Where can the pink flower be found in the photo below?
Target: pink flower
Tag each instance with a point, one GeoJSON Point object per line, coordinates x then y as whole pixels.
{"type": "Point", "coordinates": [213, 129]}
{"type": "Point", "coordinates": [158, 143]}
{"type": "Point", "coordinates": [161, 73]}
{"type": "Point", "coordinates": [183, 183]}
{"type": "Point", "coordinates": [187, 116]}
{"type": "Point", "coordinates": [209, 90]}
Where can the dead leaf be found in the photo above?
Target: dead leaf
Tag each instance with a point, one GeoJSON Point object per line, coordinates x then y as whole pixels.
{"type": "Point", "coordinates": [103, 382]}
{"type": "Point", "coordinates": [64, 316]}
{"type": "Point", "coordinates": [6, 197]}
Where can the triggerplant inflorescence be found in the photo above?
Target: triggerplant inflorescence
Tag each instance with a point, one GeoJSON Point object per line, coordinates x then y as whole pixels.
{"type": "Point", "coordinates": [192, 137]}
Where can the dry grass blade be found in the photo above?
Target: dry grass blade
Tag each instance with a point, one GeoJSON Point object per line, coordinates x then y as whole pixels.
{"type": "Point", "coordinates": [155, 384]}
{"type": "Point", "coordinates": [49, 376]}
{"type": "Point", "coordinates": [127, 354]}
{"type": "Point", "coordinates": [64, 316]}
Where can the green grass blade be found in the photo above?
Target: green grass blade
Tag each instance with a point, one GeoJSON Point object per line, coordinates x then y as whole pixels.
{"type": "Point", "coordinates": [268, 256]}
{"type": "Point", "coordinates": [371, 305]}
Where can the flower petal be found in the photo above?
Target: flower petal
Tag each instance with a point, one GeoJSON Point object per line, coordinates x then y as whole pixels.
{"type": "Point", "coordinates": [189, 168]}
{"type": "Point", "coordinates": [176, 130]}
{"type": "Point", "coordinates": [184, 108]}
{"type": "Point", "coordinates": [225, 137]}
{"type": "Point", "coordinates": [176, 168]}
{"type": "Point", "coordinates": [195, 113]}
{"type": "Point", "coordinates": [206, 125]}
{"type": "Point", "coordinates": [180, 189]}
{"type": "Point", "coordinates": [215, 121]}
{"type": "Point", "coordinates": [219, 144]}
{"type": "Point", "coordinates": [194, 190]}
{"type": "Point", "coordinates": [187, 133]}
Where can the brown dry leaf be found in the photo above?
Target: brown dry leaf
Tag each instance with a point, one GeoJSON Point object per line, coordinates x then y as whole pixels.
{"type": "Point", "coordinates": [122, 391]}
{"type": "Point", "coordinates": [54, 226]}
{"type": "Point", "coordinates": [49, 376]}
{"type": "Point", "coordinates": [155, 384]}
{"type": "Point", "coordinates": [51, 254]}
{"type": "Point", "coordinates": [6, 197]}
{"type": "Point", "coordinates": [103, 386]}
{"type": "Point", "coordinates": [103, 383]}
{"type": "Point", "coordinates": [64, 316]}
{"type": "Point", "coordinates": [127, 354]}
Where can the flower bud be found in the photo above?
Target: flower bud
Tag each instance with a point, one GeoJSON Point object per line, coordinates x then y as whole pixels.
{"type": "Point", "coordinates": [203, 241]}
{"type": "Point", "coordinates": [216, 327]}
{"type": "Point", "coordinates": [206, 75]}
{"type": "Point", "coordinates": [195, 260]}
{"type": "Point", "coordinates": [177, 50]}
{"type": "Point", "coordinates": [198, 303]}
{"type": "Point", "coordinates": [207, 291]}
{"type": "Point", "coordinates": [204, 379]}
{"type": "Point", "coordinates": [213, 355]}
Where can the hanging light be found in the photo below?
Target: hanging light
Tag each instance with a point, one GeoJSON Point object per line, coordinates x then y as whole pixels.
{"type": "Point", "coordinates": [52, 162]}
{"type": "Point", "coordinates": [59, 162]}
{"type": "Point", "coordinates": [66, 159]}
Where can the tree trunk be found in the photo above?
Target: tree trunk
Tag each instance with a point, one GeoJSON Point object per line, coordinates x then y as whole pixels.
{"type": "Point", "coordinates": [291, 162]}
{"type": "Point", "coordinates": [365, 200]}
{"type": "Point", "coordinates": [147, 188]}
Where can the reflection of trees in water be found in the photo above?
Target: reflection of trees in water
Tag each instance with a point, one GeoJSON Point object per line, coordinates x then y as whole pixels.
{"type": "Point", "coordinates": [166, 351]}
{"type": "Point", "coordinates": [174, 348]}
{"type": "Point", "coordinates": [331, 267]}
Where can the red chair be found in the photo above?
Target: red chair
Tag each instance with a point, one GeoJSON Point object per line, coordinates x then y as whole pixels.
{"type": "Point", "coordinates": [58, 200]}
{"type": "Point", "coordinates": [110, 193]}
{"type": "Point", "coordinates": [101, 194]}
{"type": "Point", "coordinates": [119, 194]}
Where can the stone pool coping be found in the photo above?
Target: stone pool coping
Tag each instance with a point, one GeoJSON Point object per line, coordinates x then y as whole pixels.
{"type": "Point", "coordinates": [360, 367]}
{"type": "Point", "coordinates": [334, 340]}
------------------------------------------------------------
▶ YOUR TASK
Recast every line of the records above as a Markdown table with two columns, Row and Entry, numbering each row and leaving out blank lines.

▶ SOLUTION FOR THIS EXERCISE
| Row | Entry |
|---|---|
| 1 | Where can the pink flower be found in the photo below? |
| 2 | Target: pink flower |
| 3 | Tag each instance with a point, one GeoJSON Point object per line, coordinates x then y as whole pixels. |
| 4 | {"type": "Point", "coordinates": [213, 129]} |
| 5 | {"type": "Point", "coordinates": [158, 143]} |
| 6 | {"type": "Point", "coordinates": [161, 73]} |
| 7 | {"type": "Point", "coordinates": [183, 183]} |
| 8 | {"type": "Point", "coordinates": [187, 116]} |
| 9 | {"type": "Point", "coordinates": [209, 90]} |
| 10 | Where can the dead leaf be found in the photo above? |
| 11 | Target: dead leaf |
| 12 | Tag each instance with a point, one GeoJSON Point object per line, coordinates x then y as whole pixels. |
| 13 | {"type": "Point", "coordinates": [103, 382]} |
| 14 | {"type": "Point", "coordinates": [64, 316]} |
| 15 | {"type": "Point", "coordinates": [6, 197]} |
| 16 | Where can the triggerplant inflorescence be found in the photo above? |
| 17 | Target: triggerplant inflorescence |
| 18 | Tag each instance with a point, one GeoJSON Point object per line, coordinates x then y as whole pixels. |
| 19 | {"type": "Point", "coordinates": [192, 137]} |
| 20 | Where can the dry grass blade be found in the photo above? |
| 21 | Target: dry grass blade |
| 22 | Tag each instance with a point, one GeoJSON Point object per line, coordinates x then y as whole pixels. |
| 23 | {"type": "Point", "coordinates": [155, 384]} |
| 24 | {"type": "Point", "coordinates": [49, 376]} |
| 25 | {"type": "Point", "coordinates": [127, 354]} |
| 26 | {"type": "Point", "coordinates": [64, 316]} |
| 27 | Where can the green grass blade be found in the photo above? |
| 28 | Target: green grass blade |
| 29 | Tag each instance with a point, one GeoJSON Point object per line, coordinates x then y as whole pixels. |
| 30 | {"type": "Point", "coordinates": [268, 256]} |
| 31 | {"type": "Point", "coordinates": [371, 305]} |
| 32 | Where can the flower petal be found in the photo above? |
| 33 | Target: flower petal |
| 34 | Tag each instance with a point, one GeoJSON Point object per line, coordinates x then y as whole pixels. |
| 35 | {"type": "Point", "coordinates": [189, 168]} |
| 36 | {"type": "Point", "coordinates": [176, 130]} |
| 37 | {"type": "Point", "coordinates": [184, 108]} |
| 38 | {"type": "Point", "coordinates": [225, 137]} |
| 39 | {"type": "Point", "coordinates": [176, 168]} |
| 40 | {"type": "Point", "coordinates": [195, 113]} |
| 41 | {"type": "Point", "coordinates": [206, 125]} |
| 42 | {"type": "Point", "coordinates": [180, 189]} |
| 43 | {"type": "Point", "coordinates": [215, 121]} |
| 44 | {"type": "Point", "coordinates": [219, 144]} |
| 45 | {"type": "Point", "coordinates": [194, 190]} |
| 46 | {"type": "Point", "coordinates": [187, 133]} |
| 47 | Where can the brown dry leaf be found in the photo above? |
| 48 | Target: brown dry leaf |
| 49 | Tag each instance with a point, one GeoJSON Point object per line, coordinates x then y as whole pixels. |
| 50 | {"type": "Point", "coordinates": [122, 391]} |
| 51 | {"type": "Point", "coordinates": [54, 226]} |
| 52 | {"type": "Point", "coordinates": [49, 376]} |
| 53 | {"type": "Point", "coordinates": [155, 384]} |
| 54 | {"type": "Point", "coordinates": [51, 254]} |
| 55 | {"type": "Point", "coordinates": [6, 197]} |
| 56 | {"type": "Point", "coordinates": [103, 386]} |
| 57 | {"type": "Point", "coordinates": [103, 383]} |
| 58 | {"type": "Point", "coordinates": [64, 316]} |
| 59 | {"type": "Point", "coordinates": [127, 354]} |
| 60 | Where can the flower bud be found in the photo above? |
| 61 | Target: flower bud |
| 62 | Tag each instance with a point, one GeoJSON Point object per line, coordinates x then y as whole pixels. |
| 63 | {"type": "Point", "coordinates": [203, 241]} |
| 64 | {"type": "Point", "coordinates": [216, 327]} |
| 65 | {"type": "Point", "coordinates": [206, 75]} |
| 66 | {"type": "Point", "coordinates": [195, 260]} |
| 67 | {"type": "Point", "coordinates": [177, 50]} |
| 68 | {"type": "Point", "coordinates": [198, 303]} |
| 69 | {"type": "Point", "coordinates": [207, 291]} |
| 70 | {"type": "Point", "coordinates": [204, 379]} |
| 71 | {"type": "Point", "coordinates": [213, 355]} |
| 72 | Where can the hanging light be found in the photo below? |
| 73 | Target: hanging light |
| 74 | Tag each instance with a point, one GeoJSON Point object per line, coordinates x then y as whole pixels. |
| 75 | {"type": "Point", "coordinates": [52, 162]} |
| 76 | {"type": "Point", "coordinates": [59, 162]} |
| 77 | {"type": "Point", "coordinates": [66, 159]} |
| 78 | Where can the tree trunk be found in the photo above? |
| 79 | Target: tree trunk |
| 80 | Tag each instance with a point, one GeoJSON Point object per line, coordinates x then y as whole pixels. |
| 81 | {"type": "Point", "coordinates": [291, 162]} |
| 82 | {"type": "Point", "coordinates": [365, 200]} |
| 83 | {"type": "Point", "coordinates": [147, 188]} |
| 84 | Where can the reflection of trees in water be found in the photo above? |
| 85 | Target: reflection of trees in water |
| 86 | Tag each instance with a point, one GeoJSON Point object per line, coordinates x then y as whole pixels. |
| 87 | {"type": "Point", "coordinates": [166, 351]} |
| 88 | {"type": "Point", "coordinates": [174, 348]} |
| 89 | {"type": "Point", "coordinates": [331, 267]} |
| 90 | Where can the red chair be found in the photo above? |
| 91 | Target: red chair |
| 92 | Tag each instance with a point, one GeoJSON Point object per line, coordinates x then y as whole pixels. |
| 93 | {"type": "Point", "coordinates": [58, 200]} |
| 94 | {"type": "Point", "coordinates": [110, 193]} |
| 95 | {"type": "Point", "coordinates": [101, 194]} |
| 96 | {"type": "Point", "coordinates": [119, 194]} |
| 97 | Where can the stone pool coping be found in the photo above? |
| 98 | Target: stone pool coping |
| 99 | Tag each instance with a point, one GeoJSON Point object per line, coordinates x then y as whole pixels. |
| 100 | {"type": "Point", "coordinates": [360, 367]} |
| 101 | {"type": "Point", "coordinates": [334, 340]} |